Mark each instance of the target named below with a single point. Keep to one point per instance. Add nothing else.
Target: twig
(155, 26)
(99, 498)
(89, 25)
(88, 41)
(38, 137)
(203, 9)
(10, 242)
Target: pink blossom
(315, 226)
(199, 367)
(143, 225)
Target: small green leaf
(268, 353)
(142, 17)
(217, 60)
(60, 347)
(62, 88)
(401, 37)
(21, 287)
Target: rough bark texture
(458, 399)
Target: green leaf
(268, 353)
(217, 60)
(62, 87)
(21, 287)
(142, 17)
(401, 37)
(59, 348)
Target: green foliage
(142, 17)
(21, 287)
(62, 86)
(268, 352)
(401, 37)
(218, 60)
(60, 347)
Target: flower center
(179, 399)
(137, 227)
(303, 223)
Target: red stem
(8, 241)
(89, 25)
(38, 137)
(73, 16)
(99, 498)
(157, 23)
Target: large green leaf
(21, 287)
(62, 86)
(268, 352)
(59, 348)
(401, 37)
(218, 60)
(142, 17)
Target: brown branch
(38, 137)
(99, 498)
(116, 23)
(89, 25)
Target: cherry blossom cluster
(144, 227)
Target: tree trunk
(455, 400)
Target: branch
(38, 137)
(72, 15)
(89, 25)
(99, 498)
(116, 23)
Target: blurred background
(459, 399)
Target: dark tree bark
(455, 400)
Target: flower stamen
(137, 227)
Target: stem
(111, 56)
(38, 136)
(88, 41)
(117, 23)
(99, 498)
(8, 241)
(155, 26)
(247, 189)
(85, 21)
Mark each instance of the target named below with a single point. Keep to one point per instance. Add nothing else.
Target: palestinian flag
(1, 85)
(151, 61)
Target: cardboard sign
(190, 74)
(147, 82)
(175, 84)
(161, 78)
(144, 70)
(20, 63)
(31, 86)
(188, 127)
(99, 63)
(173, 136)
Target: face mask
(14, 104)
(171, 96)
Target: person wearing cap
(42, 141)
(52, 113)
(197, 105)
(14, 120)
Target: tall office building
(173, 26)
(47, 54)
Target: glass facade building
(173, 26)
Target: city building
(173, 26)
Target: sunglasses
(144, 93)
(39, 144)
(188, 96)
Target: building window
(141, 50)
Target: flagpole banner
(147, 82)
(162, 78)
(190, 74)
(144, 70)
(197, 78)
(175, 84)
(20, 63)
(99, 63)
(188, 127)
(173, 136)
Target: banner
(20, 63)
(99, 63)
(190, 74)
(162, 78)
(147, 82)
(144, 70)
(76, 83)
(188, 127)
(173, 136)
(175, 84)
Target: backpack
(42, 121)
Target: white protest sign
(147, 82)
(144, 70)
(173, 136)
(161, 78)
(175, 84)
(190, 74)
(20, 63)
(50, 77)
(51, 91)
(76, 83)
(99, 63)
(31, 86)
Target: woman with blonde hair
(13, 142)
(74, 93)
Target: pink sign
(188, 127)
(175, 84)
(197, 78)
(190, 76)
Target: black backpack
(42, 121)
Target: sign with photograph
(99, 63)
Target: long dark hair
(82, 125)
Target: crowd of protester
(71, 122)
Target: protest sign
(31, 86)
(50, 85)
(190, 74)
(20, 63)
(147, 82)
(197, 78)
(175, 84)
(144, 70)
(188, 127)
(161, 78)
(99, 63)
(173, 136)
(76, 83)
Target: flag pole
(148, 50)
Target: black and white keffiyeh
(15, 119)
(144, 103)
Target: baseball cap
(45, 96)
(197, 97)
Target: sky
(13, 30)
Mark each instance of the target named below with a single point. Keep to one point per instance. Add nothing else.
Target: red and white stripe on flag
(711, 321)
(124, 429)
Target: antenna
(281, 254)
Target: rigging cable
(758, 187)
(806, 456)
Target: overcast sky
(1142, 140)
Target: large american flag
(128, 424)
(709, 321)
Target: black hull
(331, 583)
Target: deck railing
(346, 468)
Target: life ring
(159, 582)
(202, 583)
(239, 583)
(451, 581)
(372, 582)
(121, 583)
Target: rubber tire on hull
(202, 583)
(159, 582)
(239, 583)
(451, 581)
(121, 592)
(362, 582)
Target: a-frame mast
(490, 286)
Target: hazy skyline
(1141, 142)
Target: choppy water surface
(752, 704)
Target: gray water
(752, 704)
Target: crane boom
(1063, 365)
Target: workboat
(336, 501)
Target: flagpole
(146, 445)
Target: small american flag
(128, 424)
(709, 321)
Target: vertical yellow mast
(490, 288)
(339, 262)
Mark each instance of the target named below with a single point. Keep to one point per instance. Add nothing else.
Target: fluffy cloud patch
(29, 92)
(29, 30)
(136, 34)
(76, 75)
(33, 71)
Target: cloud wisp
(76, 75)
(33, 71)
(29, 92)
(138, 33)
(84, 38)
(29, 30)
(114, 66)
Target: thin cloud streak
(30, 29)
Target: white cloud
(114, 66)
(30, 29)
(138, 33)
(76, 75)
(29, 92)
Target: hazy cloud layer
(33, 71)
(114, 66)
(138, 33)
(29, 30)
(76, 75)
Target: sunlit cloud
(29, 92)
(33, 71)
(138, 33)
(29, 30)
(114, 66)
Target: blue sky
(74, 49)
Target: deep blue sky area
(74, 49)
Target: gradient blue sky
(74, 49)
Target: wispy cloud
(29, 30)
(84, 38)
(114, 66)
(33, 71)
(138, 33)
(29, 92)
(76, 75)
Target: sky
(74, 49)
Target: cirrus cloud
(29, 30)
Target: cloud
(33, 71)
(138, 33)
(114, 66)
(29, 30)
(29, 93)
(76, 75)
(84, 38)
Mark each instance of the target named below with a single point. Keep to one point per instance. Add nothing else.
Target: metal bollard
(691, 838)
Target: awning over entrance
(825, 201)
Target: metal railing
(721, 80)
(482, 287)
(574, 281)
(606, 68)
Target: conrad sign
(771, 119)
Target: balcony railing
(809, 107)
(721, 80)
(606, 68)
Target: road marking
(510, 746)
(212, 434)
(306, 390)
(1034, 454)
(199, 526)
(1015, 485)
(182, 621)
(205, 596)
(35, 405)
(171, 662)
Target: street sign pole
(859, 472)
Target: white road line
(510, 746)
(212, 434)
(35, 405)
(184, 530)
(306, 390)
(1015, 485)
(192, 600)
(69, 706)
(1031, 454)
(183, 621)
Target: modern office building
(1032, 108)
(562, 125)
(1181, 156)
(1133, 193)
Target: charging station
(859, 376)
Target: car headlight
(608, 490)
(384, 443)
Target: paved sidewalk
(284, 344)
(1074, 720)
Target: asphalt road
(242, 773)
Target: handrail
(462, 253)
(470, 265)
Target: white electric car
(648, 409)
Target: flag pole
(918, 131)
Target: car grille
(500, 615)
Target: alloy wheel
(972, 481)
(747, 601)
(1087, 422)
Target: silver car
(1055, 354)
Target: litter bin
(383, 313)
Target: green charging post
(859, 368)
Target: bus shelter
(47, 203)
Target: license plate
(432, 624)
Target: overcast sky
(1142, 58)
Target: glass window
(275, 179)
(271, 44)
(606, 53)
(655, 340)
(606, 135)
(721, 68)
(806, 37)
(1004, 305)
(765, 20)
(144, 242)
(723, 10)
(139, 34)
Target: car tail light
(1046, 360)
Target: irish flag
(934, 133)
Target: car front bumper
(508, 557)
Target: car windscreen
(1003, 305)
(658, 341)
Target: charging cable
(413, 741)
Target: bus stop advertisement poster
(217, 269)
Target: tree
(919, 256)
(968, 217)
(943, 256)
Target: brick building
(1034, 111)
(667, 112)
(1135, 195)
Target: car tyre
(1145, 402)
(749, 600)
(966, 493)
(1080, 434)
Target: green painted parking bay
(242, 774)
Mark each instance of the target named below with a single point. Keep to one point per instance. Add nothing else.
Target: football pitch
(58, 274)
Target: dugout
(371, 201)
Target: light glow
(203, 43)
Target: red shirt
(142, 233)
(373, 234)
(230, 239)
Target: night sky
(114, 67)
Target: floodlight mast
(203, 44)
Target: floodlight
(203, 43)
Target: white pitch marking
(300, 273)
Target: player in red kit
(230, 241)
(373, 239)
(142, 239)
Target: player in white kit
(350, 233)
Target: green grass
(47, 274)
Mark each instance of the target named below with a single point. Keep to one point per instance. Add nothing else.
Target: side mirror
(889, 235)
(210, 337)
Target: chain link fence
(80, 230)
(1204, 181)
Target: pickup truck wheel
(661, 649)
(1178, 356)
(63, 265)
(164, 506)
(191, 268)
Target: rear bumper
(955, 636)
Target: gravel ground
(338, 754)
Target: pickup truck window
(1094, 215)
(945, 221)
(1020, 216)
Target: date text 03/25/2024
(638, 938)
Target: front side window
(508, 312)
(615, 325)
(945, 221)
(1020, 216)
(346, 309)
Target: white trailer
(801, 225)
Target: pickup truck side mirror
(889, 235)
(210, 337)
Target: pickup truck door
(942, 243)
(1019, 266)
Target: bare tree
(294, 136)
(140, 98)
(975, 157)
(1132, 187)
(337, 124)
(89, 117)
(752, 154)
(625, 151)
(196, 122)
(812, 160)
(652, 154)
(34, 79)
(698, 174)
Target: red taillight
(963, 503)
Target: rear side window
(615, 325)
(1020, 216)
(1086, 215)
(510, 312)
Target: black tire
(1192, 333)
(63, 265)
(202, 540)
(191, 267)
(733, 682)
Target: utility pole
☆ ☆ ☆ ☆ ☆ ☆ ☆
* Set problem: Can you quote exactly the lines from the one containing "Target: car windscreen" through the last line of the records above, and nothing else?

* Worked answer:
Target: car windscreen
(1003, 305)
(658, 341)
Target: charging cable
(413, 741)
Target: bus stop advertisement poster
(217, 269)
Target: tree
(919, 256)
(968, 217)
(943, 256)
Target: brick building
(1034, 111)
(667, 112)
(1135, 195)
Target: car tyre
(1145, 402)
(749, 600)
(966, 493)
(1080, 434)
Target: green painted parking bay
(242, 774)
Mark each instance of the target named below with a single point. Keep to one point per instance. Add nothing else.
Target: football pitch
(58, 274)
Target: dugout
(371, 201)
Target: light glow
(203, 43)
Target: red shirt
(142, 233)
(373, 234)
(230, 239)
Target: night sky
(114, 67)
Target: floodlight mast
(203, 44)
Target: floodlight
(203, 43)
Target: white pitch marking
(300, 273)
Target: player in red kit
(230, 241)
(373, 239)
(142, 239)
Target: player in white kit
(350, 233)
Target: green grass
(47, 274)
Mark each instance of the target named below with a single point. Keep to one point per instance. Add nothing else.
Target: side mirror
(889, 235)
(210, 337)
Target: chain link fence
(80, 230)
(1204, 181)
Target: pickup truck wheel
(661, 649)
(1178, 356)
(63, 265)
(164, 506)
(191, 268)
Target: rear bumper
(955, 636)
Target: gravel ground
(338, 754)
Target: pickup truck window
(1094, 215)
(945, 221)
(1020, 216)
Target: date text 03/25/2024
(638, 938)
Target: front side window
(508, 312)
(615, 325)
(945, 221)
(1020, 216)
(346, 309)
Target: white trailer
(801, 225)
Target: pickup truck side mirror
(889, 235)
(210, 337)
Target: pickup truck door
(942, 243)
(1019, 266)
Target: bare tree
(294, 136)
(140, 98)
(975, 157)
(1132, 187)
(337, 124)
(89, 117)
(752, 154)
(625, 151)
(196, 122)
(812, 160)
(652, 154)
(34, 79)
(698, 174)
Target: red taillight
(963, 503)
Target: rear side window
(615, 325)
(1020, 216)
(1086, 215)
(510, 312)
Target: black tire
(1192, 333)
(63, 265)
(202, 540)
(191, 267)
(733, 682)
Target: utility pole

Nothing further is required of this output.